_Required actions_.
• A. In the article below on questions healthcare practitioners should ask, what did the author's mentor use to say?
• B. List every question that the article on questions for healthcare practitioners says every practitioner should be asking.

_Text for analysis_.
------
It happens more than often than it should.
You go to the dentist and while you are there for your teeth, you can’t stop thinking about the fact that you have not been eating well or that sleeping more than 5 hours a night is a pipe dream.
Of course, you are not going to mention this to your dentist because why would they care and it does not seem to be relevant to dentistry. While this may be true, it is still important to you and could be the cause of your toothache vs. the other way around.
You walk out of the dentists office and while you may now have medication for the toothache, you still have not had your deepest concern addressed—your sleep and lack of appetite.
How could this have gone differently?
As a healthcare practitioner, we specialize in our respective fields, but we must also consider what may be out of our scope depending on the needs of our clients.
For example, if I have a client come in with low back pain but I don’t ask them what it has limited them in doing, I may not find out that they have cut out certain foods that lead to back pain which means that I should refer them for a consult with a Dietitian or Gastrointestinal specialist.
With all that said, all healthcare practitioners should be trying to make an accurate diagnosis but, more importantly, figure out how the clients life is effected by it and what lifestyle factors could be the cause in the first place.
Here are 4 questions that ever healthcare practitioner should be asking you but isn’t:
HOW MUCH SLEEP DO YOU GET?
Sleep is one of the most important things that we can do for our body. It helps with mental clarity, recovery, mood, energy and a whole host of other benefits. On the flip side, when enough sleep is not being had, it can increase pain sensitivity, injury risk, and stress levels. Over time, lack of sleep can lead to decreased quality of life.
Why don’t more practitioners ask about this? I don’t have the answer to that, but I can tell you that anecdotally, when my clients get better sleep, they are happier and their pain levels are significantly lower from when they are not able to sleep.
If you are having trouble sleeping, please, mention it to your healthcare provider.
WHAT IS YOUR GOAL?
This seems like a simple question but it is important. How often do you go in for an appointment and are told what you have to do but now how it relates to what your goal is? How a healthcare practitioner advises someone who wants to run a marathon is going to be different than someone who wants to walk for 20 minutes a day with his dog.
Know what your goal is and make sure that you mention why it is important that you get back to or get closer to that goal. Saying you have knee pain is one thing, but explaining how that knee pain does not allow you to play with your 5-year-old son has more depth and understanding.
HOW MUCH WATER ARE YOU DRINKING EACH DAY?
Often times, we tend to throw the baby out with the bathwater. The second we experience discomfort or we are not seeing fitness results, we expect the worst.
Before assuming lack of results or progress are due to a rare virus you may have acquired 10 years ago while you were in college and shared a Sprite with your roommate called Spritewithyourfrienditis. First, start with the simple question——are you drinking enough water?
Like sleep, water is essential for optimal function of our bodies. We are mostly made up of water, so, you can imagine how poorly we are going to operate if we don’t have one of our bodies most important sources of energy.
WHAT DO YOU THINK IS GOING ON?
Seems odd that one would seek out a healthcare practitioner only to be asked what they thought was going on, right? Not really.
A mentor of mine used to say “If you listen long enough, the patient will always give you the answer.”
So many of clients do not realize that as they tell their story, they are making my job easier by telling me what is most likely the cause of why they have come in for a consult.
Of course, this does not happen every time but every healthcare practitioner should give their client an opportunity to explain what may have happened. We may be good at what we do, but all the tests and measures we perform are nowhere near as important as a client history and their belief of what may have lead to why they have sought out a consult.
If you are a practitioner, don’t make this mistake.
If you are an individual seeking out a consult with a practitioner, make sure you tell your story. If you are not given the opportunity to, find a new practitioner.
------
_Dataset records_.
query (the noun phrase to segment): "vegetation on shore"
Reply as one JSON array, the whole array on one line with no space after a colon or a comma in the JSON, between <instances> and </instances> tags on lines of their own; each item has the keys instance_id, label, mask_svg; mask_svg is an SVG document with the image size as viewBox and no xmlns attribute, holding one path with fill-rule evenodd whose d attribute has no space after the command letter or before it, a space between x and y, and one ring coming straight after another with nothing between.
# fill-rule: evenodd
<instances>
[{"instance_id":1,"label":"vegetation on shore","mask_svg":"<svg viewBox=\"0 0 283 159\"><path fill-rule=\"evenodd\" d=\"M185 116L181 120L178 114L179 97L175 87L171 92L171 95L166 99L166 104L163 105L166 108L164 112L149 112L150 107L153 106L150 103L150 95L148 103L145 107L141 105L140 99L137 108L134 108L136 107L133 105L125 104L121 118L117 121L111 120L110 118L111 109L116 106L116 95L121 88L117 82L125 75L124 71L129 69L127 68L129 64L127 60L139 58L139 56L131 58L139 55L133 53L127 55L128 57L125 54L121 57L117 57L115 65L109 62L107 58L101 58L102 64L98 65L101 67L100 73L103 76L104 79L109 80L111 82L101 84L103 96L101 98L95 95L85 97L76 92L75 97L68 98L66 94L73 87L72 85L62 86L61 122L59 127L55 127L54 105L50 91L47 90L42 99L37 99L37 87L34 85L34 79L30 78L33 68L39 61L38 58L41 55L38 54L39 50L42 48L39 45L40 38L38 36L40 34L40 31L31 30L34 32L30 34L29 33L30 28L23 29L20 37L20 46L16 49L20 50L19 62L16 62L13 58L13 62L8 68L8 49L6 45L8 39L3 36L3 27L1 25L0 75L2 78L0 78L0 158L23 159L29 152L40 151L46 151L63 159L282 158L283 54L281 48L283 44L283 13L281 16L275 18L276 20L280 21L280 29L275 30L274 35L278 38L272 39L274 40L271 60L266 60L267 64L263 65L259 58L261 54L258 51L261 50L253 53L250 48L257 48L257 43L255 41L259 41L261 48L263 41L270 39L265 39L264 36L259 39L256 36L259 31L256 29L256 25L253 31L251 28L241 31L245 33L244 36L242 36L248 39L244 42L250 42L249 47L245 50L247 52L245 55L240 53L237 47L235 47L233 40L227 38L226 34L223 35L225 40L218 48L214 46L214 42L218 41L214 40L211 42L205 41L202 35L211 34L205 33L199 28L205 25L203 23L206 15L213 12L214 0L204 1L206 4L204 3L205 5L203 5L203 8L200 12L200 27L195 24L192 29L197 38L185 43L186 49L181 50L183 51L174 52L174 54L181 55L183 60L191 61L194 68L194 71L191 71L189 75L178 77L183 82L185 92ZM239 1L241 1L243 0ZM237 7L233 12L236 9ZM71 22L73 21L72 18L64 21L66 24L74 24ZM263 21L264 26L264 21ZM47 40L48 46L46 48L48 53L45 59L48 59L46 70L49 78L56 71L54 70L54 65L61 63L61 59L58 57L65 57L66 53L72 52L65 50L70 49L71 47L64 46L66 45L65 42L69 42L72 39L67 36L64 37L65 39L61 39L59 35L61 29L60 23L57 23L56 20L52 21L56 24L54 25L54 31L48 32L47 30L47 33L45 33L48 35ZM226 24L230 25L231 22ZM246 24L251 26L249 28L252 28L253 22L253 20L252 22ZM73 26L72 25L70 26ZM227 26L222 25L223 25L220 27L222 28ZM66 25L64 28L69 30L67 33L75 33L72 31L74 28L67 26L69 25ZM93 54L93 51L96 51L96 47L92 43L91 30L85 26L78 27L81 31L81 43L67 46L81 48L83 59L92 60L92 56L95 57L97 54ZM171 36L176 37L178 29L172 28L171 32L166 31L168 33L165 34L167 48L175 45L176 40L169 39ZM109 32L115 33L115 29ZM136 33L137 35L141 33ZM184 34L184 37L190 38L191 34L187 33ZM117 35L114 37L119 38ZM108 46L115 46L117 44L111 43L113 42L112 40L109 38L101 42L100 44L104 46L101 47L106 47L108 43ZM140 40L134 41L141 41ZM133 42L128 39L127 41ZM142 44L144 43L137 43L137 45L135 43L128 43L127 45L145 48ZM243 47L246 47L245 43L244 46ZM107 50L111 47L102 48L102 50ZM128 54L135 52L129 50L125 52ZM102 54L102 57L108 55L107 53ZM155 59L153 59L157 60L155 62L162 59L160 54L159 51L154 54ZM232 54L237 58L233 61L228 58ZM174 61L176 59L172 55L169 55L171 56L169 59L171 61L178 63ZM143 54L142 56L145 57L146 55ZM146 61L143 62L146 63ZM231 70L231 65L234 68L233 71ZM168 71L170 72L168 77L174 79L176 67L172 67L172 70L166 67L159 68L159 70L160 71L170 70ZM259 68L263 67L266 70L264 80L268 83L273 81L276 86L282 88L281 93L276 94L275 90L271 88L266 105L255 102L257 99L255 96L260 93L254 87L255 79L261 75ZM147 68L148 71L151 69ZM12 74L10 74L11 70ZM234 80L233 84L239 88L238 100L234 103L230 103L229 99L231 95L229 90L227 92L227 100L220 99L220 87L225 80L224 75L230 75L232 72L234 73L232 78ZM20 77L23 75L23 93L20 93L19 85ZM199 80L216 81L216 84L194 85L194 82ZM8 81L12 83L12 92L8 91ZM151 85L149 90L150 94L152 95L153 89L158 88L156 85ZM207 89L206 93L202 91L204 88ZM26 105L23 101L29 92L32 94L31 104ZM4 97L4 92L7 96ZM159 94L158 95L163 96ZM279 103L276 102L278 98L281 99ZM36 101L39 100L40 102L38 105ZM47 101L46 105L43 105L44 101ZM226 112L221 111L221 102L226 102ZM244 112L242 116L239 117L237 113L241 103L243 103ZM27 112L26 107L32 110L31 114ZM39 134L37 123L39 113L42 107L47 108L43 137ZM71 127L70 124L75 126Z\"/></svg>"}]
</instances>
------
_Outputs in order_.
• A. "If you listen long enough, the patient will always give you the answer."

• B.
- How much sleep do you get?
- What is your goal?
- How much water are you drinking each day?
- What do you think is going on?